▸ **What the task requires**: Using the listing below, set down each line from the line containing "Q: Using the form shown in this sample, indicate the flagpole" through the line containing "Query: air conditioner unit in window", both ends included, exactly and with nothing added.

----------------

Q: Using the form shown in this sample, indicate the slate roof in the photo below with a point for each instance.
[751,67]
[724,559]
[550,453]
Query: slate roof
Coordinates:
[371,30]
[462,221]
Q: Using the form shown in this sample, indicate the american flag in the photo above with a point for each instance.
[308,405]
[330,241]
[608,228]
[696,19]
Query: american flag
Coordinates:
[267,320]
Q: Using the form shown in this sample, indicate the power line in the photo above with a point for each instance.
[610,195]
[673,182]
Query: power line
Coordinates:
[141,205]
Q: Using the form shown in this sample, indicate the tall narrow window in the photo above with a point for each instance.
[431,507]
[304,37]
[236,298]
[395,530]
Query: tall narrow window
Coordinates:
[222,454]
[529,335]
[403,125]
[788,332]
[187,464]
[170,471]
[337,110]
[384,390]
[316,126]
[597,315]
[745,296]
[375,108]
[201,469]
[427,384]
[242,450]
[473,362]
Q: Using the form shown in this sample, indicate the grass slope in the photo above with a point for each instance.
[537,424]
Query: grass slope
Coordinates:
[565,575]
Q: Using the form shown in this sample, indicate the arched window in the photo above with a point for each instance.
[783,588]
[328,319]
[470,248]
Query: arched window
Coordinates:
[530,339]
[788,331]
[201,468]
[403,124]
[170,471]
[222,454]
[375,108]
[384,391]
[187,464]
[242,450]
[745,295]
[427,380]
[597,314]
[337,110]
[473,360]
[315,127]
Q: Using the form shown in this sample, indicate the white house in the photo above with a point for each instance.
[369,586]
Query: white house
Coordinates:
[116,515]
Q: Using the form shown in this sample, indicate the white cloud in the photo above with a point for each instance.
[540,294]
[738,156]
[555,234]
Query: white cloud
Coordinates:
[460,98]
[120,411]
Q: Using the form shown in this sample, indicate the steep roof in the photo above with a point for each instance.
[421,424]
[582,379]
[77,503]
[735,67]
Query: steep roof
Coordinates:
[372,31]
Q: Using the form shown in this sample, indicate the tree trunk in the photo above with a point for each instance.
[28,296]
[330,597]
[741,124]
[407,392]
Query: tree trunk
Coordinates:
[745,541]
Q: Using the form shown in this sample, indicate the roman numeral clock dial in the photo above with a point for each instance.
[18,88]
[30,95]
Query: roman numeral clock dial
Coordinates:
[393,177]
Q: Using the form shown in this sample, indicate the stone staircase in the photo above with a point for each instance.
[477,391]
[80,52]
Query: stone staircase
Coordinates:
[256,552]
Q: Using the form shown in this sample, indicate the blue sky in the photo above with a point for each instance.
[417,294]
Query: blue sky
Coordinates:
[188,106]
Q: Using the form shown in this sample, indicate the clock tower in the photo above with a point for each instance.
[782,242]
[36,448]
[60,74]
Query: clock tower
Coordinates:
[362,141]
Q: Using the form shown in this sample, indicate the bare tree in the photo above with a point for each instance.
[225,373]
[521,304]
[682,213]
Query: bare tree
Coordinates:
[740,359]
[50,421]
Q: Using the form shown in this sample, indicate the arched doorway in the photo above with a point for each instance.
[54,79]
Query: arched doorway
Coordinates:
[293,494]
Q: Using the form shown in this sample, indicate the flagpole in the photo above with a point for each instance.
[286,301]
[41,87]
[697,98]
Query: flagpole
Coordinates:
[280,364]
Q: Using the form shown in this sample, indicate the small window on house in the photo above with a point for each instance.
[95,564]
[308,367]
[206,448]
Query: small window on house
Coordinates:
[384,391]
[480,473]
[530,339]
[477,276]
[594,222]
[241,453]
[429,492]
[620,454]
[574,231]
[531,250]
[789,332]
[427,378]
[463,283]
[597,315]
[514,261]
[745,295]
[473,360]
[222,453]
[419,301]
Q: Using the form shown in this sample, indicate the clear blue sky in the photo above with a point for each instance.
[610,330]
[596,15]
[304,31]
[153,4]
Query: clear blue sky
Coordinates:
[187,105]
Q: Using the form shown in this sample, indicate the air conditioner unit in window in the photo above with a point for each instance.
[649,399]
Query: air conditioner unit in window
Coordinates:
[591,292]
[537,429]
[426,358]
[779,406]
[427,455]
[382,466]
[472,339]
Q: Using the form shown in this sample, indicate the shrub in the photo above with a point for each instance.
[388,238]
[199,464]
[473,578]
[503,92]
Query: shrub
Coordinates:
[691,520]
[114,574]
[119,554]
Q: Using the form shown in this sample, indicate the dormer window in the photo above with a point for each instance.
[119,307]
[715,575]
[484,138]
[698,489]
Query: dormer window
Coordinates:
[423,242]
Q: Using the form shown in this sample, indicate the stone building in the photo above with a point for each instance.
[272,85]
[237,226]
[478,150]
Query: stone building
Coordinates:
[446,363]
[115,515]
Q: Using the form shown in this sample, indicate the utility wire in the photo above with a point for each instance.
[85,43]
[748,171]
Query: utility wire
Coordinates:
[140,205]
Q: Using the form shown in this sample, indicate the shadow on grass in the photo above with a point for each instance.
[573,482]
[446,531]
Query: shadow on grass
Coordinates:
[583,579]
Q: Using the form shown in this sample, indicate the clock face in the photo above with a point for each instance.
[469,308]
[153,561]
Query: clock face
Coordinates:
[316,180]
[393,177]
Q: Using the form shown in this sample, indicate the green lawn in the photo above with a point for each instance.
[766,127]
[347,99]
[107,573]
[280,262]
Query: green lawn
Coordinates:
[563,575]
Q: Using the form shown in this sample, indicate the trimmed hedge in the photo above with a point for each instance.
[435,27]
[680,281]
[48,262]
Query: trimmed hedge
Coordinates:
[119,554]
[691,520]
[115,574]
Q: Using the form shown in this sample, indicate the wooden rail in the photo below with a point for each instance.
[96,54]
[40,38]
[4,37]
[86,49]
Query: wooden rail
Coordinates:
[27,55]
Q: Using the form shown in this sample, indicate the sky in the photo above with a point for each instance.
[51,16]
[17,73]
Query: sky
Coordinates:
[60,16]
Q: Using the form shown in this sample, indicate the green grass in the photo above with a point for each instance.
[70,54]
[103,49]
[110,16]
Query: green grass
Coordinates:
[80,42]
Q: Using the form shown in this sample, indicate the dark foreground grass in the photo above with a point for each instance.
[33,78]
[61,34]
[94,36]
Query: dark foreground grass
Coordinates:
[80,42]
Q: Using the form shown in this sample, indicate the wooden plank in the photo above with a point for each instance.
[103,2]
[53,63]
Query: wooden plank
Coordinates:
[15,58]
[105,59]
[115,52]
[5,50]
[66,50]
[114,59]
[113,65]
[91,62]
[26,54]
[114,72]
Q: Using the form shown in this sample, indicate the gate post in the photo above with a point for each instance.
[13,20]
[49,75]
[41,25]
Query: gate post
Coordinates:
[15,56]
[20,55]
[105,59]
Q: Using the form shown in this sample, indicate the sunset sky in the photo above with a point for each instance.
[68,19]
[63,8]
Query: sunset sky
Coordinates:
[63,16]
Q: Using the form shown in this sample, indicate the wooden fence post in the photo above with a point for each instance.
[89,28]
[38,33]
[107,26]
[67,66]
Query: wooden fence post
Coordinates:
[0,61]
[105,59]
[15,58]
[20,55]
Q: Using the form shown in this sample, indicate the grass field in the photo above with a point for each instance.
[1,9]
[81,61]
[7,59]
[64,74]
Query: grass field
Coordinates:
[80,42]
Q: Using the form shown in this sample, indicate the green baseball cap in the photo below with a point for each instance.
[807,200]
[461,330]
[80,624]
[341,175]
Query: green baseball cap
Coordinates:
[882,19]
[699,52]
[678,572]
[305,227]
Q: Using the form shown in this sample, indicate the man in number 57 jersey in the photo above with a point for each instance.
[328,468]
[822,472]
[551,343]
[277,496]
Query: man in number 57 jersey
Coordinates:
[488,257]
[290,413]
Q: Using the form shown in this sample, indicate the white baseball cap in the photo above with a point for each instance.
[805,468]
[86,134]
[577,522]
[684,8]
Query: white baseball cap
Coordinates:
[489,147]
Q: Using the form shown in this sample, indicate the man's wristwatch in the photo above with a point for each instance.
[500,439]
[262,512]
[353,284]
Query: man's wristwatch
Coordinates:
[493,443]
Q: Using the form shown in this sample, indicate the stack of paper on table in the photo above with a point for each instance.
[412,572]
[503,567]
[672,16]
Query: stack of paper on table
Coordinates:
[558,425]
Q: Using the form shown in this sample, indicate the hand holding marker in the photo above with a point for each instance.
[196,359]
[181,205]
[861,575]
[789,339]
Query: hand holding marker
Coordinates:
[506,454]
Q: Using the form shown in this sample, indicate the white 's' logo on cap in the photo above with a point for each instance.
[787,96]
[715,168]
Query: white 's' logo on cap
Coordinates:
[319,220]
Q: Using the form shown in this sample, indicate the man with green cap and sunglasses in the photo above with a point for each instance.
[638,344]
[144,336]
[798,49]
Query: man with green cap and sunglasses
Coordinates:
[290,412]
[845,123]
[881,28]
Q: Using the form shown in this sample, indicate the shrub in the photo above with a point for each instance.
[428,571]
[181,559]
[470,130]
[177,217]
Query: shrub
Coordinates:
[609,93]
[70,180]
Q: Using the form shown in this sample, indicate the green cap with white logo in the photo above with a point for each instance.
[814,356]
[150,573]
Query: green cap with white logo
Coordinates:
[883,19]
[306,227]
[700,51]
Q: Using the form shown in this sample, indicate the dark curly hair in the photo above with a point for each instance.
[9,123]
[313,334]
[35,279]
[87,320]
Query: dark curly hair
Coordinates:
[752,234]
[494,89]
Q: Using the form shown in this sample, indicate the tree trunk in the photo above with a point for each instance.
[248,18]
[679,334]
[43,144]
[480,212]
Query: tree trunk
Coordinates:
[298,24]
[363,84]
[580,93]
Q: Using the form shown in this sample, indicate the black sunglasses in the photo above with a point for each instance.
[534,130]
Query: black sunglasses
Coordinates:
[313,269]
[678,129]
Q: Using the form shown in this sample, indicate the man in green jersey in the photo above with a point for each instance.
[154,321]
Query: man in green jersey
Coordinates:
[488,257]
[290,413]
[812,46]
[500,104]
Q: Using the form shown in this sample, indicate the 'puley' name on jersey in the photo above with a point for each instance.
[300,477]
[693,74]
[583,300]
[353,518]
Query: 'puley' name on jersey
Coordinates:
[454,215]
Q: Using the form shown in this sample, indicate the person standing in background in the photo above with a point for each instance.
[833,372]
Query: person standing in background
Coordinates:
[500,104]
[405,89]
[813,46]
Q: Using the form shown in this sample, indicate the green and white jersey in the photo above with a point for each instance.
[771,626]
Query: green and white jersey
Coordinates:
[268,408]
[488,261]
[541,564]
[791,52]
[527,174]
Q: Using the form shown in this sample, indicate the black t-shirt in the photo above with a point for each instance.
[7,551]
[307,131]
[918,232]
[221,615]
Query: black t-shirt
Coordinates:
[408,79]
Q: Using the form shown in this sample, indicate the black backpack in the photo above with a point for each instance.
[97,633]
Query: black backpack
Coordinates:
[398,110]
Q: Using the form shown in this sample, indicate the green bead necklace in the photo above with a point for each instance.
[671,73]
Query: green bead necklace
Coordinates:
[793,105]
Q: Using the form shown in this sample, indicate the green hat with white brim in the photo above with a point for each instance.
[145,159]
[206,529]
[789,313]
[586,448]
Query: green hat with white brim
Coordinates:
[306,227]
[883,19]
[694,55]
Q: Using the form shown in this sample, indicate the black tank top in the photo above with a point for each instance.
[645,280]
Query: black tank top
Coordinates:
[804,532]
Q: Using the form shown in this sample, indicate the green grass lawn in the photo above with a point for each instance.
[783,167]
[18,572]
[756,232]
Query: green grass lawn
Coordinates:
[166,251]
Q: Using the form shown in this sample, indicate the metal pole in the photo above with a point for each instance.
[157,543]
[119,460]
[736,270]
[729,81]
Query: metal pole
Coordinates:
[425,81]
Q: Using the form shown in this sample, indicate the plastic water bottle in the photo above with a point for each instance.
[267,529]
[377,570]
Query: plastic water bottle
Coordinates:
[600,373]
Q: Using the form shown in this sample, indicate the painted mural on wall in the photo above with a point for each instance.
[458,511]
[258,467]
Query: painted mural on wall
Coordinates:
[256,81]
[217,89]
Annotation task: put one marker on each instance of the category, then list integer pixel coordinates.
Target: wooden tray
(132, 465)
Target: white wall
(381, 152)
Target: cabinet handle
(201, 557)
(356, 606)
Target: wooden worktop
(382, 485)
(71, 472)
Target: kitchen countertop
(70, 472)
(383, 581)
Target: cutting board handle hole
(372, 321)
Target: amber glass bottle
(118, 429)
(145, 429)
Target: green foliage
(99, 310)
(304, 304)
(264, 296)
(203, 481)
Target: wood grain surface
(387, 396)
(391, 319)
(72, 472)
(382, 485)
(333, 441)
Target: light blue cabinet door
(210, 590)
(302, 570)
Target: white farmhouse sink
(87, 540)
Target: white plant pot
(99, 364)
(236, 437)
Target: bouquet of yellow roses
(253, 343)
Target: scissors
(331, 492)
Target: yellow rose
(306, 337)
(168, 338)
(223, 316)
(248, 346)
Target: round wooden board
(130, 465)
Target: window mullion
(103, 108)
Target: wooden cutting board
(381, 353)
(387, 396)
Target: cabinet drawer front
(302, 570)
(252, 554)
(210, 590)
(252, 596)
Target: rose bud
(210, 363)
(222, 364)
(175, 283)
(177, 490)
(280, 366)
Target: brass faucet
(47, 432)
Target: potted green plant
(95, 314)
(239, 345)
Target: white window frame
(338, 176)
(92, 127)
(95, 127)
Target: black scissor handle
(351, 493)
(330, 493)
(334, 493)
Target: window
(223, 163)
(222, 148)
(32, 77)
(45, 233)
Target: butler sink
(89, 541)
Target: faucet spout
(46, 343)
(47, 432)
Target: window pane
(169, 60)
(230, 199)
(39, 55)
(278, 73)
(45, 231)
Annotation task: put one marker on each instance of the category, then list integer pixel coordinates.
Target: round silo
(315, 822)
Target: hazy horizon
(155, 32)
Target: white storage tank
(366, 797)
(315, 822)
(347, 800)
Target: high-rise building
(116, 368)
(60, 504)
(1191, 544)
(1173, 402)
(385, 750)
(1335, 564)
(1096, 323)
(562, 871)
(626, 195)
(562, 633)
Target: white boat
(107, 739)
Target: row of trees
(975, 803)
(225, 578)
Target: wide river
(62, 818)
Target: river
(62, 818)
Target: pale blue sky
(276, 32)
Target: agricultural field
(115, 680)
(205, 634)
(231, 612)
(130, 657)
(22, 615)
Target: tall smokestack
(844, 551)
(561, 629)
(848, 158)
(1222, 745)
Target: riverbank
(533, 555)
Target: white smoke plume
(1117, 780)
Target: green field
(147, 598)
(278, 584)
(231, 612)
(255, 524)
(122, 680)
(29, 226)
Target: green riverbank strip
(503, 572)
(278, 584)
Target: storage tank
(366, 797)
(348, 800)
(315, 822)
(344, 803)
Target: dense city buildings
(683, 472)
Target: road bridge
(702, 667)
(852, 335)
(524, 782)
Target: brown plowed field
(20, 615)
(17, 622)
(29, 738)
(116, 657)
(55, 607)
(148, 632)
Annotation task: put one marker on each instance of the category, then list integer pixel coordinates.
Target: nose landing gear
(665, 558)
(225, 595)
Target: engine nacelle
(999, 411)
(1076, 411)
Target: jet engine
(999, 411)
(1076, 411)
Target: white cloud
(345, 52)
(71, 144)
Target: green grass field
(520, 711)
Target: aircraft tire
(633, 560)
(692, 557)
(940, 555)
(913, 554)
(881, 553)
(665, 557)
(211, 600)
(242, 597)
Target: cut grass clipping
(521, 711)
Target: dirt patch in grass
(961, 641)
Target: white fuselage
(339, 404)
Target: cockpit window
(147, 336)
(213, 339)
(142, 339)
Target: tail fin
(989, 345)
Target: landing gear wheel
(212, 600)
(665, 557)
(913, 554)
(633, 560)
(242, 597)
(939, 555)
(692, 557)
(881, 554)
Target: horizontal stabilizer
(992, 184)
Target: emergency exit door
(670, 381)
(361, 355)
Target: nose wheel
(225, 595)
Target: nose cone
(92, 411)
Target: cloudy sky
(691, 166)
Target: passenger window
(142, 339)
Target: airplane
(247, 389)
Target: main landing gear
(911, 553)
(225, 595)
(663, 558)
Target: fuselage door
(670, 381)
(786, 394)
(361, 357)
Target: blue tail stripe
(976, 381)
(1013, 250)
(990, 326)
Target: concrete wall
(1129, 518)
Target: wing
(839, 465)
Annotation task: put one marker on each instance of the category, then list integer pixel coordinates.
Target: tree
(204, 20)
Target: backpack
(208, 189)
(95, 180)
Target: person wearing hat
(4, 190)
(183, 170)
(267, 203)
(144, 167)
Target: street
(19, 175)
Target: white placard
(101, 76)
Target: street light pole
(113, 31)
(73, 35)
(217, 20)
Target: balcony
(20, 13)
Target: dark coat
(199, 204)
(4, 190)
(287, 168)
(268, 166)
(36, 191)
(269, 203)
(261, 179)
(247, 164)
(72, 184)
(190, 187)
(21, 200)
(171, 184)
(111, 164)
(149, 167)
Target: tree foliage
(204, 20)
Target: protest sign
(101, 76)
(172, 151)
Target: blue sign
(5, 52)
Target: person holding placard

----------------

▸ **Result below**:
Q: Using the form shown in this sample, indicate the flagpole in the photo above with a point for each instance.
[286,301]
[41,87]
[697,98]
Query: flagpole
Coordinates:
[280,364]
Q: Using the form shown in this sample, indicate the small window on house in the photo above with a point for each instance.
[95,564]
[308,367]
[206,448]
Query: small window on house
Coordinates:
[384,391]
[480,473]
[530,339]
[477,276]
[594,222]
[241,453]
[429,492]
[620,454]
[574,231]
[531,250]
[789,332]
[427,378]
[463,283]
[597,315]
[514,261]
[745,295]
[473,360]
[222,453]
[419,301]
Q: Using the form shown in this sample, indicate the clear blue sky in the photo above with a point for each instance.
[610,330]
[596,15]
[304,31]
[153,4]
Query: clear blue sky
Coordinates:
[187,105]
Q: Using the form shown in this sample, indicate the air conditioner unit in window in the photo above with a point for each instance.
[649,399]
Query: air conditioner unit in window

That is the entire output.